**Source excerpt**

--- start ---

Such a group exists — “Jewish Women Against Refusal.” They are refuseniks and the wives of refuseniks, many of them trying for more than a decade to obtain exit visas, reports Martin Gilbert, a prominent British historian who is the biographer of Winston Churchill.

Their husbands are among the leaders in the struggle for emigration rights, and, as a result, they and their families have suffered isolation and hardships. But two years ago they began to take action, in the Jewish tradition of self-help, which in Russia dates back to the time of the Czarist pogroms.

Twenty-three refusenik wives in Moscow and Leningrad sent a letter to Soviet leader Mikhail Gorbachev shortly after he took office on behalf of Anatoly Shcharansky, then serving a 10-year sentence in Soviet prisons and labor camps. When Shcharansky was finally released in February 1986, they took up the cudgels on behalf of Dr. Iosif Begun, who has completed more than two-thirds of a 12-year prison sentence. His wife, Inna has not been allowed to visit him for over a year.

“Jewish Woman Against Refusal” has written to the International Red Cross in Geneva asking that food and clothing be sent to the prisoners and that the world be kept informed of the state of their health and “that they are being humanely treated,” Gilbert reported.

--- end ---

**Provided data**
--- start ---

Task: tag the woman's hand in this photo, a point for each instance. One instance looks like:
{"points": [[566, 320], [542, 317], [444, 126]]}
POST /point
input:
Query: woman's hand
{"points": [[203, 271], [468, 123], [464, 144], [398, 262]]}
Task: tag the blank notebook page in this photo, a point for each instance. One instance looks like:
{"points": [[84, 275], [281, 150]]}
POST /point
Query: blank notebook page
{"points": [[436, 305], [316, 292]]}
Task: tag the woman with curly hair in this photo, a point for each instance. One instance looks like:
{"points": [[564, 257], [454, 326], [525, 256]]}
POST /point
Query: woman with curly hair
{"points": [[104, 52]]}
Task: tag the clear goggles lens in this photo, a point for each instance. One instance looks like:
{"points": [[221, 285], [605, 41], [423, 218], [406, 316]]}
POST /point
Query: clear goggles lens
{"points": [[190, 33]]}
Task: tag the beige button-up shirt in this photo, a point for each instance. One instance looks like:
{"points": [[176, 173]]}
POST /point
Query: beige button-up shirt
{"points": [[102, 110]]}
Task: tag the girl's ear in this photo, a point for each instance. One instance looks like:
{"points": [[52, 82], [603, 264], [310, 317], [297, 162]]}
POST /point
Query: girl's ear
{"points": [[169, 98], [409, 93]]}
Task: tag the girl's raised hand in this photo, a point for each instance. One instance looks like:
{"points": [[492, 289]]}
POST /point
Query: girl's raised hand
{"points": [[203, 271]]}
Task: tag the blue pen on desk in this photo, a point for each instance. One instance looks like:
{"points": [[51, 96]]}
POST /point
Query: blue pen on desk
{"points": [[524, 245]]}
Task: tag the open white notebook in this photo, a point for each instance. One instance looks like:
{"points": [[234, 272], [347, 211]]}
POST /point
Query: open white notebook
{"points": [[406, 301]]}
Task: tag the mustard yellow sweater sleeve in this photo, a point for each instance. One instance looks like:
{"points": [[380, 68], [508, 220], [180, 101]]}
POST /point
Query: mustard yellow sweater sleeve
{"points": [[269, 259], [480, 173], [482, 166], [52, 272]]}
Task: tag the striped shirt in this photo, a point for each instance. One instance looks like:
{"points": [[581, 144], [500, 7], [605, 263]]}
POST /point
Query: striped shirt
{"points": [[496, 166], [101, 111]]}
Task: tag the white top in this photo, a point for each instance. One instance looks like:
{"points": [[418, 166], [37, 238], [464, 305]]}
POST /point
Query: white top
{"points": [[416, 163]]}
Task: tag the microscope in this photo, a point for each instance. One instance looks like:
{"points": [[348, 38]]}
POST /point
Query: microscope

--- end ---

**Set problem 1**
Report how many lines of the records contain the string "girl", counting only matches with the same case. Give the number alone.
**Set problem 2**
Write the next part of the article about the refusenik wives' group, starting after its final sentence.
The records are unrelated to the article about Jewish Women Against Refusal.

**Answer 1**
4

**Answer 2**
One of the signatories, Elena Dubianskaya, has been waiting nearly 10 years for an exit permit. Another is Ida Taratuta of Leningrad who, with her husband, Aba, and son, Misha, have been regularly refused exit visas since 1974.

Gilbert said that when asked why the women have organized now, one of them, Oksana Kholmiansky, replied, “We have sat here enough.” Kholmiansky, her husband, Michael, their son, Maxim, and her brother-in-law, Alexander, are 10-year refuseniks.

Alexander, an “unofficial” Hebrew teacher, recently completed an 18-month sentence at a labor camp.

Two years ago, the personal intervention of Prime Minister Margaret Thatcher helped two refusenik wives, Evgenia Utevskaya and Polina Gorodetsky, to emigrate. Both are living with their families in Jerusalem.

Thatcher will visit Moscow this spring. It is hoped that she will intervene again, successfully, for these refusenik wives, Gilbert said.